===== Data provided =====
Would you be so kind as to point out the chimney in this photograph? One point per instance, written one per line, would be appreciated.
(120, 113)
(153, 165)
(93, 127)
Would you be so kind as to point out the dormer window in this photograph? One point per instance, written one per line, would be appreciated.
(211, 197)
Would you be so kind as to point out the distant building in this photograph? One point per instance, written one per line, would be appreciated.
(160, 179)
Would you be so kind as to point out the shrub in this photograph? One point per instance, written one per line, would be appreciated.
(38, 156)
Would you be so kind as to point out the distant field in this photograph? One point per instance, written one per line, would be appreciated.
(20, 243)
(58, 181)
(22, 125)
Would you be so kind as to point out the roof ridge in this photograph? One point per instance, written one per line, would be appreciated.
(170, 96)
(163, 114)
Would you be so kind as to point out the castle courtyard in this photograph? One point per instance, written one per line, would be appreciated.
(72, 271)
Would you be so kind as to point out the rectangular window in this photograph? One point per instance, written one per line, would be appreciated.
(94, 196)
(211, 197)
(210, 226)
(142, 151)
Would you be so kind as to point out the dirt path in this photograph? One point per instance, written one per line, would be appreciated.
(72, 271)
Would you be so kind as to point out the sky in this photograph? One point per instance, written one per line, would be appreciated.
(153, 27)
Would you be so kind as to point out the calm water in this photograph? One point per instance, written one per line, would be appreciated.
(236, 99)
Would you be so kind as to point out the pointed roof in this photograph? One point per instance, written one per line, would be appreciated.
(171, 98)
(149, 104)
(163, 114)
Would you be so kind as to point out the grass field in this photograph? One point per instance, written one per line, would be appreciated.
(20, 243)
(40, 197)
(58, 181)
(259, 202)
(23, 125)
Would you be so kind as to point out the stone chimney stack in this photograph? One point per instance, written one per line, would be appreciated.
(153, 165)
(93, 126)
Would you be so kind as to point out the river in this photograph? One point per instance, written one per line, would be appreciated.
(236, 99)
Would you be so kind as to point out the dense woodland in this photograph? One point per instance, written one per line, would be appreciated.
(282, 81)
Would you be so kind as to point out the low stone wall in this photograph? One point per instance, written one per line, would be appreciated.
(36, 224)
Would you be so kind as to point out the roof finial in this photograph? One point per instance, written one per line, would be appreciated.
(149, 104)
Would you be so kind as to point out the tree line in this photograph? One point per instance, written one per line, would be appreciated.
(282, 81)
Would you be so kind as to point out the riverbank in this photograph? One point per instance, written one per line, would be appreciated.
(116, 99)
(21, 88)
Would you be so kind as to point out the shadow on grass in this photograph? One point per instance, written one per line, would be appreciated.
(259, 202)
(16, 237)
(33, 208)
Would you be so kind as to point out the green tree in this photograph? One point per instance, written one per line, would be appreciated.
=====
§ What the exercise asks
Starting at the line that contains "the roof finial", write out every line through the end of the entries, exactly and with nothing added.

§ Result for this exercise
Would you be so kind as to point out the roof finial in this photograph? One point per instance, written one per line, would be appreciated.
(149, 104)
Would you be so kind as to point out the tree line in this photograph? One point per instance, written one per line, would be appreciated.
(282, 81)
Would you be so kind as to point out the riverbank in this photograph? One point per instance, written one per line, would be appreciated.
(116, 99)
(21, 88)
Would you be so kind as to point out the shadow on grass in this photograph? One point per instance, written one per line, would be appreciated.
(259, 202)
(16, 237)
(33, 208)
Would you be so kind as to point out the green tree in this photograph? One point per instance, written one per line, would be appreciated.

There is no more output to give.